Text block —
-- Opening Marker --
The error does not get triggered for me any more, but hopefully you can test it. (So that I would not need to reinstall Linksys OEM stuff)

Like I said above, my hunch is that it gets stuck at debug line:
"exec_mount vfork default waitpid starts"

That is roughly the only place that I quickly spotted where the programs intentionally waits for something external to complete.

I compiled block myself (thanks to your detailed instructions). Here is the output of /tmp/block mount with "anon_mount 0":

block: config_load starts
block: cache_load starts
block: list_for_each_entry starts                                                                                                                                                              
block: mount_device for mtdblock6                                                                                                                                                              
block: mount_device for mtdblock6 auto_mount test                                                                                                                                              
block: mount_device for mtdblock6 extroot test                                                                                                                                                 
block: mount_device for mtdblock6 check anon_mount                                                                                                                                             
block: mount_device for mtdblock6 return from mount                                                                                                                                            
block: mount_device for ubiblock0_0                                                                                                                                                            
block: mount_device for ubiblock0_0 auto_mount test                                                                                                                                            
block: /dev/ubiblock0_0 is already mounted on /rom                                                                                                                                             
block: mount_device for ubi0_1                                                                                                                                                                 
block: mount_device for ubi0_1 auto_mount test                                                                                                                                                 
block: /dev/ubi0_1 is already mounted on /overlay                                                                                                                                              
block: mount_device for ubi1_0                                                                                                                                                                 
block: mount_device for ubi1_0 auto_mount test                                                                                                                                                 
block: mount_device for ubi1_0 extroot test                                                                                                                                                    
block: mount_device for ubi1_0 check anon_mount
block: mount_device for ubi1_0 return from mount
block: mount_device for sda1
block: mount_device for sda2
block: mount_device for sda2 auto_mount test
block: mount_device for sda2 extroot test
block: mount_device for sda2 check anon_mount
block: mount_device for sda2 return from mount
block: handle_swapfiles starts

And here with "anon_mount 1":

block: config_load starts
block: cache_load starts
block: list_for_each_entry starts
block: mount_device for mtdblock6
block: mount_device for mtdblock6 auto_mount test
block: mount_device for mtdblock6 extroot test
block: mount_device for mtdblock6 check anon_mount
block: mount_device for mtdblock6 try anon_mount
block: handle_mount starts

Thanks.
-- Closing Marker --
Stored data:
-- Opening Marker --
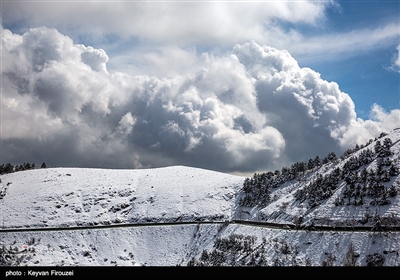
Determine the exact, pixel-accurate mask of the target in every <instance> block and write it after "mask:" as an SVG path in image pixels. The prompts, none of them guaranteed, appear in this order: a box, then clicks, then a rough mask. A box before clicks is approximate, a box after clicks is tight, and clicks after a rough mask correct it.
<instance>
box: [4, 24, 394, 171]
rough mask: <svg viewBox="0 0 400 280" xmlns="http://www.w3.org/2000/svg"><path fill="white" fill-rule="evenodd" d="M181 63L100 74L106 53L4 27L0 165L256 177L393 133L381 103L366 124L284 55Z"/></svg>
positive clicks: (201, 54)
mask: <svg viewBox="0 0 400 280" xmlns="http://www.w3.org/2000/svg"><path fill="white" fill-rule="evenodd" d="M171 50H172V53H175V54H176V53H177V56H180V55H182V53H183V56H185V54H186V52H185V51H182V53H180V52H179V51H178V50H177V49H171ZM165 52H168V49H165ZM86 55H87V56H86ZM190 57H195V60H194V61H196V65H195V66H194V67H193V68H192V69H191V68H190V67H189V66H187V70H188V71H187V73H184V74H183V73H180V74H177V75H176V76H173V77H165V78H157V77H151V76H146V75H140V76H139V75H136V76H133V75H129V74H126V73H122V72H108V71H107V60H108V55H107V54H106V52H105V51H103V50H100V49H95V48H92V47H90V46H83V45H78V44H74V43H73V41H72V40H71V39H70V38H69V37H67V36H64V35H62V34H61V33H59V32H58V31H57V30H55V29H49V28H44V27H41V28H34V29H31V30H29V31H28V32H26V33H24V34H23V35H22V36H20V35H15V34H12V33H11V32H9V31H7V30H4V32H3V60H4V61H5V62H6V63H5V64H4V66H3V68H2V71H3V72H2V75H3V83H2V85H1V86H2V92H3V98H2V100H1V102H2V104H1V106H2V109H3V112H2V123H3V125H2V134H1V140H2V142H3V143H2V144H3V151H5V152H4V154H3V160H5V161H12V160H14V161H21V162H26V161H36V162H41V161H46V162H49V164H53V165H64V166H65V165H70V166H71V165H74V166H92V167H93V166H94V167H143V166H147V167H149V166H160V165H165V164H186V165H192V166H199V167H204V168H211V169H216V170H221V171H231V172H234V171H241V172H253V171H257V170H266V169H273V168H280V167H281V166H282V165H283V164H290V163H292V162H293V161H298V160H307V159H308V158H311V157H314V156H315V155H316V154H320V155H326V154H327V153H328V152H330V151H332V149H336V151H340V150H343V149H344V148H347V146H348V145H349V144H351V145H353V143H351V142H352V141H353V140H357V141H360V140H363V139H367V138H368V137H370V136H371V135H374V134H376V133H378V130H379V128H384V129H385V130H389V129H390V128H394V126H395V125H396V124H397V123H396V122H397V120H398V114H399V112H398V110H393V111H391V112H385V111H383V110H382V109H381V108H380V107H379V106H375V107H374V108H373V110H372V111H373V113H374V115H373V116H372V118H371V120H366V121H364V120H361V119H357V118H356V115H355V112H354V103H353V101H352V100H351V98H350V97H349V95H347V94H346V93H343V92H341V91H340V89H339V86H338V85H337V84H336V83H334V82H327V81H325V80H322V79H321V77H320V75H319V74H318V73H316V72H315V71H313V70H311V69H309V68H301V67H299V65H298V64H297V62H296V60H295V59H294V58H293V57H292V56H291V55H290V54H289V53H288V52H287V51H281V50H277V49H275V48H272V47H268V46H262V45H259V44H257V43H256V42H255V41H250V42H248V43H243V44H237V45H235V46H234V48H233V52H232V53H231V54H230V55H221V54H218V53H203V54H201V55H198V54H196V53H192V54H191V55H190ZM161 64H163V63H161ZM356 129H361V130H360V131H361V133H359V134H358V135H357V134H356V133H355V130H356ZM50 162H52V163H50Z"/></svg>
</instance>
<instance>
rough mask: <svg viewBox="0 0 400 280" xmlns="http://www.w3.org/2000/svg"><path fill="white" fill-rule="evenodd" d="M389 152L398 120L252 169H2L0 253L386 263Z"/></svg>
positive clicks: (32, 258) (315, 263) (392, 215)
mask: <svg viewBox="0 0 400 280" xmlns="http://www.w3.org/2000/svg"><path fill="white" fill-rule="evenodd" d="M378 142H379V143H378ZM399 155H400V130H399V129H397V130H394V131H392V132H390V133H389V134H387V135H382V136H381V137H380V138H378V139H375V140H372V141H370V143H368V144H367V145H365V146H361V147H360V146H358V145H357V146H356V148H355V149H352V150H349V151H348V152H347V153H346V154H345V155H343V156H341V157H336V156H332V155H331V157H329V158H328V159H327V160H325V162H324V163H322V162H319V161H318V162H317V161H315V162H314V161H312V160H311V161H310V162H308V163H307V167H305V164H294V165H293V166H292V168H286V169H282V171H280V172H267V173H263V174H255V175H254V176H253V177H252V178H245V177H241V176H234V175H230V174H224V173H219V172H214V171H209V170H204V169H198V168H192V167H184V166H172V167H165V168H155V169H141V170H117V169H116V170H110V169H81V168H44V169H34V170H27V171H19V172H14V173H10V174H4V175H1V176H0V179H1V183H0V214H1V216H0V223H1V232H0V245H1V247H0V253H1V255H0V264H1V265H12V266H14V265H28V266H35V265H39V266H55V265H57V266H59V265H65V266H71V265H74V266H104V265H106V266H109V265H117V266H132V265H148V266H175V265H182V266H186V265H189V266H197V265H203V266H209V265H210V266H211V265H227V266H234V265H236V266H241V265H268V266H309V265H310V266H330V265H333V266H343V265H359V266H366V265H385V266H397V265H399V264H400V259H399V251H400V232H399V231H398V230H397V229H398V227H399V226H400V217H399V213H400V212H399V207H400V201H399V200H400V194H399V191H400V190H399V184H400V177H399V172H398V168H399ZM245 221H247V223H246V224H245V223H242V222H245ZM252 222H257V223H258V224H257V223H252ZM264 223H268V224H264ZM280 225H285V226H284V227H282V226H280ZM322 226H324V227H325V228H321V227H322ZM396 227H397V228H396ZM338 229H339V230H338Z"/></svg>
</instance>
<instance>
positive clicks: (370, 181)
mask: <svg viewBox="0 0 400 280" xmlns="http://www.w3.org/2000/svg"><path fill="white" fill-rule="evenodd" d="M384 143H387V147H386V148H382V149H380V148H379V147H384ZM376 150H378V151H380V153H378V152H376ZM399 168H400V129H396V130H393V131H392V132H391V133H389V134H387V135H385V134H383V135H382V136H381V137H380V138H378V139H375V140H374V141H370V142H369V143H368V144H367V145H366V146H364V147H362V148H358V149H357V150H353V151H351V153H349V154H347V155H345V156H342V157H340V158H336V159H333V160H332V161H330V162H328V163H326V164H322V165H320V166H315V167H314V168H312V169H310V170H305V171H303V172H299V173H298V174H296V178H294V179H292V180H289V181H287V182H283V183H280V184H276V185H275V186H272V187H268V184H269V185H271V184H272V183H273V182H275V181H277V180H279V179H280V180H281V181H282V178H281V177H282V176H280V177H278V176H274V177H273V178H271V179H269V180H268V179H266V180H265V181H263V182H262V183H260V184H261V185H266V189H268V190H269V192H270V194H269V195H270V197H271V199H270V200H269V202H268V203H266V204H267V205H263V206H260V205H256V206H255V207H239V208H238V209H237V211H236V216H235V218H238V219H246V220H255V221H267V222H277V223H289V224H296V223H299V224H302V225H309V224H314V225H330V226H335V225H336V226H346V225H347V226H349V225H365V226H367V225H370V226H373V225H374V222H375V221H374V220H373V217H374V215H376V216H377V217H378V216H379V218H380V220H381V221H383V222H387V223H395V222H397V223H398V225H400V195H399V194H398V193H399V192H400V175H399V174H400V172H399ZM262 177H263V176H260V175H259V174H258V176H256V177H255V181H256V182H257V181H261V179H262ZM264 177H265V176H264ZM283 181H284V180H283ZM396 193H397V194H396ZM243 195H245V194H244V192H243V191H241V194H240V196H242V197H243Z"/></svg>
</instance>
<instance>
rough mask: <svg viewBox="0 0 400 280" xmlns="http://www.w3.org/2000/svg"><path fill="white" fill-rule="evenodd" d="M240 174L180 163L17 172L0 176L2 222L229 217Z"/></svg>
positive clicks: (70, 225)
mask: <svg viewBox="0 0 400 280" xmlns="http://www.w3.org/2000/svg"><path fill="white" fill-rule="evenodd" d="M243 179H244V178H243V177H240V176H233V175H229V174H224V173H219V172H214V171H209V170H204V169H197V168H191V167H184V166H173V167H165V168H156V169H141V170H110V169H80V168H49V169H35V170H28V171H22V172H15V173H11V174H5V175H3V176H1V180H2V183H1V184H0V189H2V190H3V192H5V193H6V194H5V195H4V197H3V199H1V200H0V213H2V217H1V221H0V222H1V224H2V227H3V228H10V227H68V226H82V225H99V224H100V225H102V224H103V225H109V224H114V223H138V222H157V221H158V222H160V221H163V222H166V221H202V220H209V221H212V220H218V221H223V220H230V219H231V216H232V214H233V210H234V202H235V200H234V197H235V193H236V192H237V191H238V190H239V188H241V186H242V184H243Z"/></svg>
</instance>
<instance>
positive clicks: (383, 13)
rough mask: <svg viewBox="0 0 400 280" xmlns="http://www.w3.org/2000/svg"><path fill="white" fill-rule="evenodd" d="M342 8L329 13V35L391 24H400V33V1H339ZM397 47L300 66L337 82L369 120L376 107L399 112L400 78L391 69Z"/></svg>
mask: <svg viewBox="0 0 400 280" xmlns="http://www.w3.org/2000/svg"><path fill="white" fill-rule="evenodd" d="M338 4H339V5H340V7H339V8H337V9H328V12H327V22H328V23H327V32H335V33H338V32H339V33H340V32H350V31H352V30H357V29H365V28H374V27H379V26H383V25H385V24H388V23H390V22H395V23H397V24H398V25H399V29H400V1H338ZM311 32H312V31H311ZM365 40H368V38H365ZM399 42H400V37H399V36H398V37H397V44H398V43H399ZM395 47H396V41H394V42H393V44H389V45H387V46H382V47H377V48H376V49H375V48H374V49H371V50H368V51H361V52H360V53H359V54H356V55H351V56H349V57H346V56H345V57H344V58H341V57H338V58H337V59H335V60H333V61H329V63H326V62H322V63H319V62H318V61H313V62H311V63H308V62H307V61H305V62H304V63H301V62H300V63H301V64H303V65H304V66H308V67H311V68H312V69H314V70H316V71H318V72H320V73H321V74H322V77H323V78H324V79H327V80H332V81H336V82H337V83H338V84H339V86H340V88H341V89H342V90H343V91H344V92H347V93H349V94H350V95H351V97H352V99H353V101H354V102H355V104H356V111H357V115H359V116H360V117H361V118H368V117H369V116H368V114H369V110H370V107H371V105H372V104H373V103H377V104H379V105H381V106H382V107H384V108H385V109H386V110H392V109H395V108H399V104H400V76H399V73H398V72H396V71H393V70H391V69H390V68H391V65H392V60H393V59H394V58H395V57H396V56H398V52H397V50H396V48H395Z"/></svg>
-- Closing Marker --
Problem — Please extend the forum post about debugging the block mount output, picking up right after its final line.

Response for this exercise —
Based on that, it tries to check mtdblock6, which is one of the rootfs mtd blocks. In my system it does not get tested, but in your system with anon_mount 1 it gets also checked for anonymous mounting and it gets stuck there.

My system has this mtd structure:

root@LEDE:~# cat /proc/mtd
dev:    size   erasesize  name
mtd0: 00200000 00020000 "u-boot"
mtd1: 00020000 00020000 "u_env"
mtd2: 00040000 00020000 "s_env"
mtd3: 00040000 00020000 "devinfo"
mtd4: 001e0000 00020000 "sysdiag"
mtd5: 05000000 00020000 "kernel1"
mtd6: 04a00000 00020000 "ubi"
mtd7: 05000000 00020000 "kernel2"
mtd8: 04a00000 00020000 "rootfs2"
mtd9: 05600000 00020000 "syscfg"
mtd10: 005c0000 00020000 "unused_area"

And currently I am booting from partition 1:

root@LEDE:~# fw_printenv boot_part
boot_part=1

In my system it does not try mtdblock6, which has name ubi. (but I am not sure which boot_part your system current boots from. The corresponding mtdblock might also be mtd 9 that is named "rootfs_2" in my router)

So with anon_mount 0 it returns ok:

block: mount_device for mtdblock6 check anon_mount                                                                                                                                             
block: mount_device for mtdblock6 return from mount                                                                                                                                            
block: mount_device for ubiblock0_0                          

But with anon_mount 1 it goes to handle_mount and immediately hangs...

block: mount_device for mtdblock6 check anon_mount
block: mount_device for mtdblock6 try anon_mount
block: handle_mount starts

I will probably try to add a few more debug statements into handle_mount.

But could you run those two commands above:

  • cat /proc/mtd
  • fw_printenv boot_part

cat /proc/mtd:

dev:    size   erasesize  name
mtd0: 00200000 00020000 "u-boot"
mtd1: 00020000 00020000 "u_env"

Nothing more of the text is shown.